• **EN QUÉ CONSISTE**
Según el fragmento seleccionado, ¿qué pensaba en sus adentros quien narra sobre su manera de apaciguar y minimizar el asunto para evitar un conflicto? Responde en una sola oración, por favor.

• **FRAGMENTO SELECCIONADO**
######
Como parte de mi inventario me he puesto a analizar por qué
me ha costado tanto aprender a poner límites. Debo remontarme a mi niñez para
encontrar una explicación.
De pequeño era muy temeroso de los adultos y jamás
me pasó por la cabeza defenderme. Tampoco contaba con la protección de mis
padres, así que lo más natural para mí era ser el blanco de abusos. No podía
limitar a los adultos, mucho menos a las figuras de autoridad porque eran
incuestionables, tenían el “derecho” y no se podían enfrentar porque hubiera
sido una actitud irrespetuosa. Había que callar y dejar que la gente me hiciera
y dijera lo que quisiera porque yo llevaba las de perder. Lo que yo pensara o
sintiera no valía: Los demás estaban antes que yo y fue como aprendí a
anularme. Eso atrofiaba el desarrollo de mi autoestima. Si me veía forzado a
poner un límite, daba muchas señales de apaciguamiento y procuraba minimizar el
asunto para evitar un conflicto. En mis adentros, aunque eso no me servía de
mucho consuelo, pensaba que esa era una actitud humilde y por lo tanto
positiva.
######
• **SECCIÓN DE DATOS**
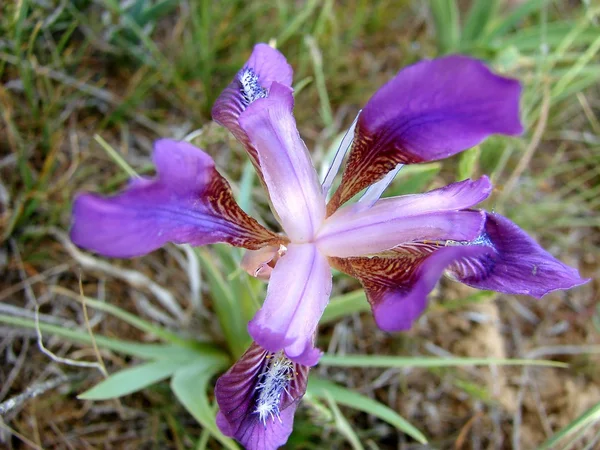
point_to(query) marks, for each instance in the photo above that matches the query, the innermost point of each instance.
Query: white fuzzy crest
(274, 380)
(251, 89)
######
• **RESULTADO COMPLETO**
Pensaba que era una actitud humilde y, por lo tanto, positiva.